> What this task involves:
Give back the full material exactly. Omit no line.

==========

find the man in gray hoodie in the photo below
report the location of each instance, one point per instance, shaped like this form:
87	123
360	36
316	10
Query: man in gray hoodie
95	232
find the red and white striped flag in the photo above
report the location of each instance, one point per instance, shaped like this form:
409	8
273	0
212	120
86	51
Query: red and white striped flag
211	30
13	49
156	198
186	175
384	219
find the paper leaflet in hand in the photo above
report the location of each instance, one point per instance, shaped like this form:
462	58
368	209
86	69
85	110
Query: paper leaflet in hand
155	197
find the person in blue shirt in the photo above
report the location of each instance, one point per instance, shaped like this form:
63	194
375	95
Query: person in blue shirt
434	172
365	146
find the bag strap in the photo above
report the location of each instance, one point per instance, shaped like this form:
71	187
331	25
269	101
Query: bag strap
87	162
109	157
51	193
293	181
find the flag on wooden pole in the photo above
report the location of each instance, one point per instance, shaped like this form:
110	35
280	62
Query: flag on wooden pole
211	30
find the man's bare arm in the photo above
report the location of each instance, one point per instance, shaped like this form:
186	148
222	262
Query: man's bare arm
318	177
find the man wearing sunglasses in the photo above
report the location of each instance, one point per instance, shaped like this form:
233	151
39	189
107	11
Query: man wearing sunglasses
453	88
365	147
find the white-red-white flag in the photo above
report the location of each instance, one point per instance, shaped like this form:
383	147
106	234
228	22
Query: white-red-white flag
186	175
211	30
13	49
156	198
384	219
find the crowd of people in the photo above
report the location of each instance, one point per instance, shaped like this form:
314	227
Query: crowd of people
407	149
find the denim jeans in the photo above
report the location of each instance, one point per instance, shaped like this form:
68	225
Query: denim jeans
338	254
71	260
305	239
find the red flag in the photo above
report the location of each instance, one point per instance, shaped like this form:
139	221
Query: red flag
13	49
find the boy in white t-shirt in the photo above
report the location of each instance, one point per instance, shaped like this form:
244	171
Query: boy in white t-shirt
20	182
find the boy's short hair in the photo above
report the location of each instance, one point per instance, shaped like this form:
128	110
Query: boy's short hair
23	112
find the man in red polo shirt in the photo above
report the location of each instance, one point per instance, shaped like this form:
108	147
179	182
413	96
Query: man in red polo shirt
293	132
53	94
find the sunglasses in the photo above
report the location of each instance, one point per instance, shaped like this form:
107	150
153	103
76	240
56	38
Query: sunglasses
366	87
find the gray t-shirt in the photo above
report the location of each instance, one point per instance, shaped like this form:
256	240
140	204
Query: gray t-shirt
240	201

==========

> Exercise output:
find the man in gray hoodie in the photo below
report the location of each instance, one point per instance, shaped like this form:
87	123
360	36
316	10
Query: man in gray hoodie
95	232
find the red and white striped flag in the photo above
report the location of each instance, one point per instance, shaped like this form:
409	8
273	0
212	120
86	51
Query: red and white striped flag
211	30
13	49
156	198
186	175
384	219
find the paper leaflet in hand in the photo above
report the location of each instance, one point per instance, shaped like this form:
462	58
368	209
86	69
85	110
Query: paper leaflet in hand
155	197
find the person in blue shirt in the photo above
report the location of each instance, one point per instance, shaped like this form:
63	194
375	95
Query: person in blue shirt
434	172
365	146
find the bag strap in the photo above
report the location of each instance, one point per instance, shaped like this form:
71	187
331	25
269	101
Query: bag strap
87	162
109	157
51	193
293	181
find the flag on wooden pole in the photo above
report the location of each instance, one point per instance, shaped like this form:
110	35
280	62
Query: flag on wooden pole
211	30
find the man's bare arm in the photo above
report the location of each instance, one point per instance, shaped like this form:
186	148
222	262
Query: man's bare arm
318	177
find the man wearing sunglasses in the photo above
report the location of each instance, one point per instance, shaped like this form:
233	151
39	189
107	11
Query: man wearing sunglasses
453	88
365	147
find the white-red-white flag in the photo above
report the location of each instance, one point per instance, shaped like this form:
383	147
106	234
228	22
Query: white-red-white flag
186	175
211	30
13	49
156	198
384	219
find the crowd of people in the photo above
report the location of each instance, one point per instance, shaped like this form:
314	227
Query: crowd of people
407	149
find the denim jeans in the photo above
report the location of each instance, one point per instance, shaped like this form:
68	225
Query: denim jeans
338	254
71	260
305	239
find the red flag in the photo above
report the location of each instance, one point per instance, shaped like this form:
139	221
Query: red flag
13	49
find the boy in white t-shirt in the photo above
report the location of each instance, one point per instance, shaped like this form:
244	171
Query: boy in white t-shirt
20	182
find the boy's short hair in the photo above
report the location of each instance, one point per instance, shaped like this form:
128	110
Query: boy's short hair
23	112
find the man in red polo shirt in the photo above
report the location of each instance, one point per instance, shaped like this form:
108	147
179	182
413	96
Query: man in red polo shirt
293	132
53	94
find the sunglasses in the photo above
report the location of each instance, one point per instance, shaped like this form:
107	150
153	103
76	240
56	38
Query: sunglasses
366	87
find the gray t-shirt in the photo above
report the location of each instance, one point per instance, shaped like this form:
256	240
140	204
Query: gray t-shirt
240	201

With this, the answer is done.